● **Direction 1**:
Retype the passage about Cynthia Ann Parker, starting at "By all accounts, Cynthia" and ending after "a second time.".

● **Document excerpt**:
((

Peta refrained from taking another wife
and the couple were said to be deeply in love
and very happy together.
They would go on to have three children together,
a boy named Pecos,
a daughter named Prairie Flower,
and a second son whose Cynthia named Quanah.
To Cynthia's knowledge, they were her only living family,
and she was every part the loving Comanche mother to them.
But Cynthia was also mistaken.
Several members of the Parker family had miraculously survived the massacre at Fort Parker,
and once they were back on their feet, they set about searching for their missing relatives.
Decades passed, and time after time they were told that Cynthia was most likely deceased.
But the Parkers were also acutely aware of the Comanches' habit of integrating children into their war bands,
and they never gave up on looking.
Finally, in December of 1860, more than 26 years after the raid on Fort Parker,
a group of Texas Rangers tracked a band of Comanche warriors back to their camp,
a camp that was rumored to hold live Anglo-American captives.
As dawn broke on December 18th, Ranger Captain Saul Ross sent a detachment of 20 men to position themselves behind a chain of sand hills overlooking the camp, the goal being to cut off any potential escape route.
The remaining 40 rangers then crept up the crest of an adjacent hill, then attacked the completely unprepared Comanche in unison. It was an incredible achievement. It wasn't often that a people so tactically masterful as the Comanche were caught unaware, and the result was nothing short of
devastating. The entire warband were either killed by the attacking Rangers, or picked off by the
blocking force atop the sandy hills. At one point, a Texas Ranger found himself face to face with a
terrified Comanche woman.
He aimed his revolver at her and prepared to defend himself,
but hesitated when he noticed that the woman held a baby in her arms.
Having decided to take the woman prisoner, the ranger began barking rudimentary orders at her,
gesturing wildly for her to sit down.
But as he did so, he noticed that unlike her fellow Comanche, this woman had
pale blue eyes and a lighter, sandier brown hair. The ranger asked the terrified mother in clear,
plain English, who are you? And in reply, she said, me Cincy, Cincy Ann.
By 1860, the story of the massacre at Fort Parker had gained international infamy.
The Texas government had named a county after the family with Cynthia Anne being a household
name in all four corners of the state. The ranger who found her must have immediately recognized
who was sat in front of him and marked it one of the most monumentous recoveries in Ranger history.
Captain Ross rushed Cynthia back to nearby Fort Belknap,
then summoned her uncle Isaac to deliver the good news.
At first he didn't recognize her, but the family resemblance slowly became evident
and Isaac was stunned to realize that the girl was his long-lost niece.
To say that Cynthia's entire world had fallen apart would be a huge understatement,
and it wasn't the second time she had endured such a calamitous event.
She wasn't exactly thrilled to have returned to so-called civilization,
but she also acknowledged Isaac as a relative and agreed to return to Isaac's home in Weatherford.
Shortly afterward, the state of Texas compensated Cynthia
by granting her 5,000 acres of land
and an annual pension of $100 for the next five years.
They appointed her Uncle Isaac as their legal guardian,
wishing her a long and happy life,
and left her to decompress.
By all accounts, Cynthia tried her best
to reintegrate back into Anglo-American society,
but adjusting to such a radical culture shift proved a feat too difficult to accomplish a second time.

))

● **Direction 2**:
How many lines in the rows below contain the string "windows"? Matches must have the same capitalization. Give only the number.

● **Task inputs**:
((

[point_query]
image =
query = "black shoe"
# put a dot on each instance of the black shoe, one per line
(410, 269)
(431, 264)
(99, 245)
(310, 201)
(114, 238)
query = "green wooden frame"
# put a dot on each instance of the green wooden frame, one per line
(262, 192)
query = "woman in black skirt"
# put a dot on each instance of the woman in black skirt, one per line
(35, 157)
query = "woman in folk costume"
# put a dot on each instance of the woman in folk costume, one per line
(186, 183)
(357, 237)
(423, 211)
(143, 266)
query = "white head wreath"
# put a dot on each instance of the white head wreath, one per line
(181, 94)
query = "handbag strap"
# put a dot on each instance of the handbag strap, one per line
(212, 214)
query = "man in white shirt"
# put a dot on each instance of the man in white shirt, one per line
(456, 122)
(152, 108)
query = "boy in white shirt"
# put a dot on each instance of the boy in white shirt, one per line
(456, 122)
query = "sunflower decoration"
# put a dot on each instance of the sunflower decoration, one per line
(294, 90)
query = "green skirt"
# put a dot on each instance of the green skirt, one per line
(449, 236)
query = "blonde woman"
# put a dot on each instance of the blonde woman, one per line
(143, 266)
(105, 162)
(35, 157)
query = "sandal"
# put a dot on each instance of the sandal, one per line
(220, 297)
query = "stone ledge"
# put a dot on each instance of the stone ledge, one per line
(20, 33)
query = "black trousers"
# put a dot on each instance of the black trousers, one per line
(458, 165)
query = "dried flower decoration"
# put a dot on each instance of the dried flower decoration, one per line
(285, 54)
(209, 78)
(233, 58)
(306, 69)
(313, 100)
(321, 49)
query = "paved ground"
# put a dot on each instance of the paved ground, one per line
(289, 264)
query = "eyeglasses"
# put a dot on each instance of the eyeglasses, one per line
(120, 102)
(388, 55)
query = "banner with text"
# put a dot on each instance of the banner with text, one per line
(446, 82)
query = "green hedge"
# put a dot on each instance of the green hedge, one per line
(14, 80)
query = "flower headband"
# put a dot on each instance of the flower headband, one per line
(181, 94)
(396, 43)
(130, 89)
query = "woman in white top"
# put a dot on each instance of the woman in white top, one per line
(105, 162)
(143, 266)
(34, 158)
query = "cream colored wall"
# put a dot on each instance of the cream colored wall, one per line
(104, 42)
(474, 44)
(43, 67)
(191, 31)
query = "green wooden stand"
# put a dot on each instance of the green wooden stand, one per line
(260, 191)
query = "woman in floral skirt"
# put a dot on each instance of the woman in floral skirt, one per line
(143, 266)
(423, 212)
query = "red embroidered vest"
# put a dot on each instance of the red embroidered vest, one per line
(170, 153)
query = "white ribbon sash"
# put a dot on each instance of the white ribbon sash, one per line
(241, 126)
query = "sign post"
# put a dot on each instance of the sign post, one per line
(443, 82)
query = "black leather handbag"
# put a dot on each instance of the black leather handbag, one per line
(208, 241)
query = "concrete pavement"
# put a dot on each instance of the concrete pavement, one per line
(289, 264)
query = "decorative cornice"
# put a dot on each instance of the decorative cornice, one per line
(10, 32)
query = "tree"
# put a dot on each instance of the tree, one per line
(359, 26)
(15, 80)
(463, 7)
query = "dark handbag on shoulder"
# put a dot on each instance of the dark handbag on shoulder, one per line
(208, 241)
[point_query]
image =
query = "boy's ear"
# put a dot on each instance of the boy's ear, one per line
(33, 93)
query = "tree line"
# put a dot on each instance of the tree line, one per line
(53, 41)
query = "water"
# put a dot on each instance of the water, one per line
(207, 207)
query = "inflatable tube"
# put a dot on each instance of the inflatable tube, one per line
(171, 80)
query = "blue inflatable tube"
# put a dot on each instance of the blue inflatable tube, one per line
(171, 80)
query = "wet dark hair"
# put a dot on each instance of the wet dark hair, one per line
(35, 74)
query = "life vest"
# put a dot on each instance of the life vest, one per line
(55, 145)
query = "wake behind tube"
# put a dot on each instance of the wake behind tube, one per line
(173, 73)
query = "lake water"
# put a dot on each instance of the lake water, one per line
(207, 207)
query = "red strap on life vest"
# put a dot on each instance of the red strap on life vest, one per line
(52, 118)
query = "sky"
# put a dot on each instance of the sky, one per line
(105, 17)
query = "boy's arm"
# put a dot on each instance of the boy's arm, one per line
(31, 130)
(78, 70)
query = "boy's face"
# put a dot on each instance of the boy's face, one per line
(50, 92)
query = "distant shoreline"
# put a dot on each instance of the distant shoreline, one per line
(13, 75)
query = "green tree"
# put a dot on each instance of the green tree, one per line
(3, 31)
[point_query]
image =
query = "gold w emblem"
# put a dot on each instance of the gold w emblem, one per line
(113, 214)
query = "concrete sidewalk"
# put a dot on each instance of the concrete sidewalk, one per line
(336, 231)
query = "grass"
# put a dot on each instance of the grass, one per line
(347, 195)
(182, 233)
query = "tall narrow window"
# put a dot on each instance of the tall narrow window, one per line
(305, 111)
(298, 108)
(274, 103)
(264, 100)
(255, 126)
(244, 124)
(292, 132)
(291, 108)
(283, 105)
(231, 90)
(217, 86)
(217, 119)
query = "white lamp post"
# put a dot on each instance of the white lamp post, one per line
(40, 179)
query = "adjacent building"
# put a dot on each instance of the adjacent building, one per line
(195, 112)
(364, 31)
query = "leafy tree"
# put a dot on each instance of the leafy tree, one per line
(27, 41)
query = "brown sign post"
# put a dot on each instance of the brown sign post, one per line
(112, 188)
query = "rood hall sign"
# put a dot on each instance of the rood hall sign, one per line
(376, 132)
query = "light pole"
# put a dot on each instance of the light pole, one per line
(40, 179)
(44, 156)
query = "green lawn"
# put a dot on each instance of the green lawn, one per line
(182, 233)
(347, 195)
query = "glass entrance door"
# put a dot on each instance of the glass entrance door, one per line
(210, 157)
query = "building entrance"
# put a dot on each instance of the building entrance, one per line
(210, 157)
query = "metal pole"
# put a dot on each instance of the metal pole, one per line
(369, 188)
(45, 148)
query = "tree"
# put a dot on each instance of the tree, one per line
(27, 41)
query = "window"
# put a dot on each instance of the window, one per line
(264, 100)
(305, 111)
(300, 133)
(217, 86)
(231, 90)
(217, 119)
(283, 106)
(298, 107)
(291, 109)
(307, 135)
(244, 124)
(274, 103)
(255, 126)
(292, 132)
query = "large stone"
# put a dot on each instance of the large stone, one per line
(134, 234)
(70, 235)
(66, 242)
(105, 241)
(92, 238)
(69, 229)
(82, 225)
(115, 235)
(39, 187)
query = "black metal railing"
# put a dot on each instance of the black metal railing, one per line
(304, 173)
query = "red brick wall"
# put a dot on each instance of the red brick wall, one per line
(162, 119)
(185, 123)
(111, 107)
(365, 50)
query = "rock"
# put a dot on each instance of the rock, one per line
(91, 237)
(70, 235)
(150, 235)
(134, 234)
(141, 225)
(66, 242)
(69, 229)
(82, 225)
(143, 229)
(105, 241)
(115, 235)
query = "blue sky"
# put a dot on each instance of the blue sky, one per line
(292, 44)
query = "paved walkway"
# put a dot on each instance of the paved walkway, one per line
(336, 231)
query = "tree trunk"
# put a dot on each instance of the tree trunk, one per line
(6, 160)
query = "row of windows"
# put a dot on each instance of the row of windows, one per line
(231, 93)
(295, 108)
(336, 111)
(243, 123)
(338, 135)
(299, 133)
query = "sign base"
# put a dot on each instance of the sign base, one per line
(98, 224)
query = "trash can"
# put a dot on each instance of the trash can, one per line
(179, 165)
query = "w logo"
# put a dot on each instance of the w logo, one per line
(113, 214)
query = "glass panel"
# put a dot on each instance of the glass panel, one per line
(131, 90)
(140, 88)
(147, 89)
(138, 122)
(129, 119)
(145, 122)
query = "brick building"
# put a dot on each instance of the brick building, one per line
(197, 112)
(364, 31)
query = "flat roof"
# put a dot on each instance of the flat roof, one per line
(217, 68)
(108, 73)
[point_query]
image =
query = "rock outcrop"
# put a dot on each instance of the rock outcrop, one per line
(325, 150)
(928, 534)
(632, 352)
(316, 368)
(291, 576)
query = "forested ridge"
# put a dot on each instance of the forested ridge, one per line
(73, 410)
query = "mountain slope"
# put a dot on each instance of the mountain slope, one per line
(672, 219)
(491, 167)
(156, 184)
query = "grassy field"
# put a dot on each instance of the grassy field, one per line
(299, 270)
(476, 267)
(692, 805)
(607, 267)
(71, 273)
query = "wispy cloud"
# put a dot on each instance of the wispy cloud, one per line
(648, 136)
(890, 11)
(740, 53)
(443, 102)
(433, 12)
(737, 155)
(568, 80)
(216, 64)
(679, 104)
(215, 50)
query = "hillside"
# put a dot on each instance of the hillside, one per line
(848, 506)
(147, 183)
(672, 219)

))

● **Task result 1**:
By all accounts, Cynthia tried her best
to reintegrate back into Anglo-American society,
but adjusting to such a radical culture shift proved a feat too difficult to accomplish a second time.

● **Task result 2**:
2